→ DESCRIPTION OF THE TASK:
Repeat each of the rows below word for word, with no changes. Leave out the pictures.

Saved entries
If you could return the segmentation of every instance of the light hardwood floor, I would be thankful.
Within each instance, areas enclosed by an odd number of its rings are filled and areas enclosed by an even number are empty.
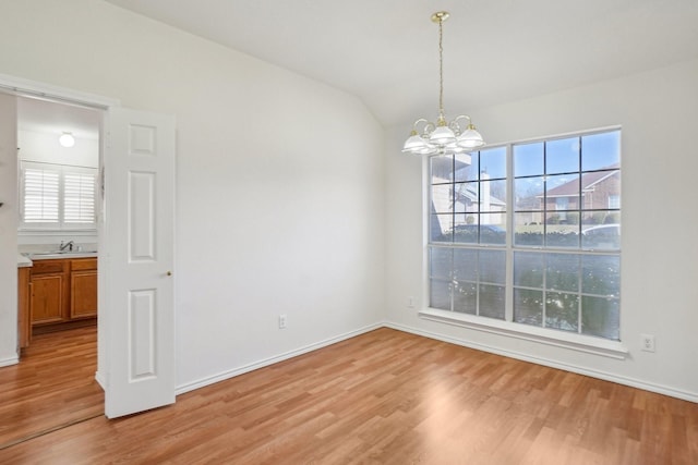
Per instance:
[[[698,404],[380,329],[10,464],[698,464]]]
[[[96,369],[95,326],[34,335],[19,365],[0,368],[0,449],[103,415]]]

→ RESPONSE FOR THIS EXERCISE:
If you could return the segmentation of every instance of the light hardwood floor, I would be thankful.
Within each instance, areas enclosed by an odd number of its rings are filled and areas enclosed by an even number are empty.
Per instance:
[[[698,404],[380,329],[10,464],[698,464]]]
[[[96,369],[95,326],[34,335],[19,365],[0,368],[0,449],[103,415]]]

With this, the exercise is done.